TO BE DONE >> Copy out the data below verbatim.

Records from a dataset
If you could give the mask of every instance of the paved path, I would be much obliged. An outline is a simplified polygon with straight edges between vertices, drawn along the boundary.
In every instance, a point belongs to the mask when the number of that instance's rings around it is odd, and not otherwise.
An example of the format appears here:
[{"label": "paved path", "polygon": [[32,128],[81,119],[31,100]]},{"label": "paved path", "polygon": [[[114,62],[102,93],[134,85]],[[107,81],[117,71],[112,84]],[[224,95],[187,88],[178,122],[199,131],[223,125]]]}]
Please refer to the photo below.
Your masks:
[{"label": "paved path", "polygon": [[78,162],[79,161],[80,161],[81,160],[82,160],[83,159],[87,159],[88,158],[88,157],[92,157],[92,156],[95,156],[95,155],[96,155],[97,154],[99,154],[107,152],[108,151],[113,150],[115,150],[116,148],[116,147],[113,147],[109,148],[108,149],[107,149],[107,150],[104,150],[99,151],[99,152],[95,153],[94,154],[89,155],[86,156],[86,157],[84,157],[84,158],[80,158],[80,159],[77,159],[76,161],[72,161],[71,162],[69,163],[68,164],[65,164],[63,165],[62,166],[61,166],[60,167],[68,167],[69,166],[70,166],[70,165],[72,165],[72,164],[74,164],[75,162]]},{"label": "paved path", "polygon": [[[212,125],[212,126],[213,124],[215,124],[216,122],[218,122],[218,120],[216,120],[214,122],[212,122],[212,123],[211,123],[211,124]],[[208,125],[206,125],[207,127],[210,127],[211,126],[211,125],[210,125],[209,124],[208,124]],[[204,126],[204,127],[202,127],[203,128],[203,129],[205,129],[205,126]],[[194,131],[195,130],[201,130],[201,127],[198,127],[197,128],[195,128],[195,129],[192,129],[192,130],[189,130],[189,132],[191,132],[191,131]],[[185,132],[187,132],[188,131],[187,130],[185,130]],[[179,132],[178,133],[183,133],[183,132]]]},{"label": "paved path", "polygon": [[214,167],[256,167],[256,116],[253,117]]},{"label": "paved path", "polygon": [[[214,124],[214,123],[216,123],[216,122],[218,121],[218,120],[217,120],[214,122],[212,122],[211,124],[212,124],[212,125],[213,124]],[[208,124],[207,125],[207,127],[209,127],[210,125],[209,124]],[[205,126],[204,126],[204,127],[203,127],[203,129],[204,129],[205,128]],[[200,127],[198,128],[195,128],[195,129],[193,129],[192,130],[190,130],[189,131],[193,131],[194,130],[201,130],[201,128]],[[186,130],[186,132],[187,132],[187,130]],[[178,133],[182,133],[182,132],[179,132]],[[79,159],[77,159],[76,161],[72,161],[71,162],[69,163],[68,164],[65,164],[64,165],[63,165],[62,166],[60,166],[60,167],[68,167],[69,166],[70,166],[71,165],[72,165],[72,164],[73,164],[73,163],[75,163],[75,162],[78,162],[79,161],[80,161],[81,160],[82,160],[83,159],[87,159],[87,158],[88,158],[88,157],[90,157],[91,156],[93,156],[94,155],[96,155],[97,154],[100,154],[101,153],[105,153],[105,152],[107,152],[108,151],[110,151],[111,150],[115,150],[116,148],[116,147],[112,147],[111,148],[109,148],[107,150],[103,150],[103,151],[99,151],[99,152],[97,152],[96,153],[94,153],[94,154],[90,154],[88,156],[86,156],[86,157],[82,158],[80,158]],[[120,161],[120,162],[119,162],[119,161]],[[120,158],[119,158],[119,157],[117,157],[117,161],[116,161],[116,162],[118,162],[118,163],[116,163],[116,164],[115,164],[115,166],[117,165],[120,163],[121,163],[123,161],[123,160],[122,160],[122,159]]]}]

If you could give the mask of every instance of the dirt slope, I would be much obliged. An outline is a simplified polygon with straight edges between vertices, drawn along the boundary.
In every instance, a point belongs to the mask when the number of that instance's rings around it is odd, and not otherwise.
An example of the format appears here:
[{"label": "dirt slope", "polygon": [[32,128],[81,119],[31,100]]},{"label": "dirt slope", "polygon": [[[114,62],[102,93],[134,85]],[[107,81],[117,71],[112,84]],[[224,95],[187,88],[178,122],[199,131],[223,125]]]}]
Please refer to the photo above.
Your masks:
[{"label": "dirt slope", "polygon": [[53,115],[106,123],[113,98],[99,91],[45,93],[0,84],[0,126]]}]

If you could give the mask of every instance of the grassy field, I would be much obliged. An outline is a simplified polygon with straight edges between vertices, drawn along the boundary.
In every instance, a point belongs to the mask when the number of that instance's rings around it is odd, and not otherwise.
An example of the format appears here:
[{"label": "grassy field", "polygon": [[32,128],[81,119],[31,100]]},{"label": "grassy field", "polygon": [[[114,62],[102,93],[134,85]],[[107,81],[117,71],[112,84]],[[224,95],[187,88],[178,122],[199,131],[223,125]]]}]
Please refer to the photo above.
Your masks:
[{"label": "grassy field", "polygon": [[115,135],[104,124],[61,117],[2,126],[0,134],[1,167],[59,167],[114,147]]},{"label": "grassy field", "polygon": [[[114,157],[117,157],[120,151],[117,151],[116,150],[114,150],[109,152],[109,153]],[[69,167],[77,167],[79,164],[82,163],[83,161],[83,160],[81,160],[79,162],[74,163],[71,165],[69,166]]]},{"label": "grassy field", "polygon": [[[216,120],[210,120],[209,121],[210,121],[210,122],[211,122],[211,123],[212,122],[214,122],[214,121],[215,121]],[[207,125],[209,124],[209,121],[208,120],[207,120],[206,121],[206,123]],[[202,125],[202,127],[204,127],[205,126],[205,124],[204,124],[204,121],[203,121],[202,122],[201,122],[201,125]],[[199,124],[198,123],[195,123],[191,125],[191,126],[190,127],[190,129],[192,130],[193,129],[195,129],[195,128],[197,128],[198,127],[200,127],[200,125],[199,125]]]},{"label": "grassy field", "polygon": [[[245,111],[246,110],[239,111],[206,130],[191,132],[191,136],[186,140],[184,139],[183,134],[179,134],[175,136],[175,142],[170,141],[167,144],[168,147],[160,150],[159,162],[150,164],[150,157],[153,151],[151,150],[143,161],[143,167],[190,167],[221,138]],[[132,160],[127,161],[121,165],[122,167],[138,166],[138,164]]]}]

EXERCISE RESPONSE >>
If you could give the mask of every instance of the paved path, I would be much obliged. An outline is a simplified polygon with straight edges between vertices, drawn along the boundary.
In every instance, a point belongs to the mask when the number of that instance's rings around it is odd, and not otherwise.
An example of the format appears here:
[{"label": "paved path", "polygon": [[32,128],[81,119],[31,100]]},{"label": "paved path", "polygon": [[[114,62],[102,93],[134,85]],[[107,81],[117,71],[112,84]],[[224,95],[187,88],[178,122],[199,131],[223,125]]]}]
Please refer to the photo below.
Your masks:
[{"label": "paved path", "polygon": [[78,162],[79,161],[80,161],[81,160],[82,160],[83,159],[87,159],[88,158],[88,157],[92,157],[92,156],[95,156],[95,155],[96,155],[97,154],[99,154],[107,152],[108,151],[113,150],[115,150],[116,148],[116,147],[113,147],[109,148],[108,149],[107,149],[107,150],[104,150],[99,151],[99,152],[95,153],[94,154],[89,155],[86,156],[86,157],[84,157],[84,158],[80,158],[80,159],[77,159],[76,161],[72,161],[71,162],[69,163],[68,164],[65,164],[63,165],[62,166],[61,166],[60,167],[68,167],[69,166],[70,166],[70,165],[72,165],[72,164],[74,164],[75,162]]},{"label": "paved path", "polygon": [[[212,125],[212,126],[213,124],[215,124],[216,122],[218,122],[218,120],[216,120],[214,122],[212,122],[212,123],[211,123],[211,124]],[[208,125],[206,125],[207,127],[210,127],[211,126],[211,125],[210,125],[209,124],[208,124]],[[204,126],[204,127],[202,127],[203,128],[203,129],[205,129],[205,126]],[[194,131],[195,130],[201,130],[201,127],[198,127],[197,128],[195,128],[195,129],[192,129],[192,130],[189,130],[189,132],[191,132],[191,131]],[[185,132],[187,132],[188,131],[187,130],[185,130]],[[179,132],[178,133],[183,133],[183,132]]]},{"label": "paved path", "polygon": [[214,167],[256,167],[256,116],[253,117]]},{"label": "paved path", "polygon": [[[214,124],[214,123],[216,123],[216,122],[218,121],[218,120],[217,120],[214,122],[212,122],[211,124],[212,124],[212,125],[213,124]],[[208,124],[207,125],[207,127],[209,127],[210,125],[209,124]],[[205,126],[204,126],[204,127],[203,127],[203,129],[204,129],[205,128]],[[200,127],[198,128],[195,128],[195,129],[193,129],[192,130],[190,130],[189,131],[193,131],[194,130],[201,130],[201,128]],[[186,130],[186,132],[187,132],[187,130]],[[178,133],[182,133],[182,132],[179,132]],[[79,159],[77,159],[76,161],[72,161],[71,162],[69,163],[68,164],[65,164],[64,165],[63,165],[62,166],[60,166],[60,167],[68,167],[69,166],[70,166],[71,165],[72,165],[72,164],[73,164],[73,163],[75,163],[75,162],[78,162],[79,161],[80,161],[81,160],[82,160],[83,159],[87,159],[87,158],[88,158],[88,157],[90,157],[91,156],[93,156],[94,155],[96,155],[97,154],[100,154],[101,153],[105,153],[105,152],[107,152],[108,151],[110,151],[111,150],[115,150],[116,148],[116,147],[112,147],[111,148],[109,148],[107,150],[103,150],[103,151],[99,151],[99,152],[97,152],[96,153],[94,153],[94,154],[90,154],[88,156],[86,156],[86,157],[82,158],[80,158]],[[120,161],[120,162],[119,162],[119,161]],[[120,158],[119,158],[119,157],[117,157],[117,161],[116,161],[116,162],[118,162],[118,163],[116,163],[116,164],[115,164],[115,166],[117,165],[120,163],[121,163],[123,161],[123,160],[122,160],[122,159]]]}]

If you could give the mask of every instance of the dirt slope, I would be much obliged. An outline is a simplified polygon with straight edges between vertices, drawn along the boundary.
In every instance, a point belongs to the mask when the number of that instance's rings around it is odd, and not otherwise.
An example of the format appears here:
[{"label": "dirt slope", "polygon": [[32,128],[81,119],[31,100]]},{"label": "dirt slope", "polygon": [[[114,62],[102,93],[134,85]],[[107,81],[117,71],[112,84]],[[224,95],[187,88],[178,122],[199,131],[223,125]]]}]
Please refer to the photo above.
Your masks:
[{"label": "dirt slope", "polygon": [[53,115],[106,123],[113,98],[99,91],[45,93],[0,84],[0,126]]}]

If you could give the mask of every instance of the grassy field, I would be much obliged. An outline is a simplified polygon with straight edges between vertices, drawn along the boundary.
In every instance, a point belongs to the mask when the number of that instance's rings around it is odd, and not otherwise.
An example of the format appears here:
[{"label": "grassy field", "polygon": [[32,128],[81,119],[31,100]]},{"label": "grassy field", "polygon": [[[114,62],[102,93],[134,85]],[[107,81],[117,71],[112,84]],[[224,95],[187,88],[178,122],[199,131],[223,125]]]}]
Please refer to the photo above.
Your masks:
[{"label": "grassy field", "polygon": [[115,135],[104,124],[61,117],[2,126],[0,134],[1,167],[59,167],[114,147]]},{"label": "grassy field", "polygon": [[[114,157],[117,157],[120,151],[117,151],[116,150],[114,150],[109,152],[109,153]],[[69,167],[77,167],[79,164],[82,163],[83,161],[83,160],[81,160],[79,162],[74,163],[71,165],[69,166]]]},{"label": "grassy field", "polygon": [[[216,120],[210,120],[209,121],[210,121],[210,122],[211,122],[211,123],[212,122],[214,122],[214,121],[215,121]],[[207,125],[209,124],[209,121],[208,120],[207,120],[206,121],[206,123]],[[202,125],[202,127],[204,127],[205,126],[205,124],[204,124],[204,121],[203,121],[202,122],[201,122],[201,125]],[[199,124],[198,123],[195,123],[191,125],[191,126],[190,127],[190,129],[192,130],[193,129],[195,129],[195,128],[197,128],[198,127],[200,127],[200,125],[199,125]]]},{"label": "grassy field", "polygon": [[[245,111],[246,110],[239,111],[206,130],[191,132],[191,136],[186,140],[184,139],[183,134],[179,134],[175,136],[175,142],[170,141],[167,144],[168,147],[160,150],[159,162],[150,164],[150,157],[153,151],[151,150],[143,161],[143,167],[190,167],[221,138]],[[132,160],[127,161],[121,165],[122,167],[138,166],[138,164]]]}]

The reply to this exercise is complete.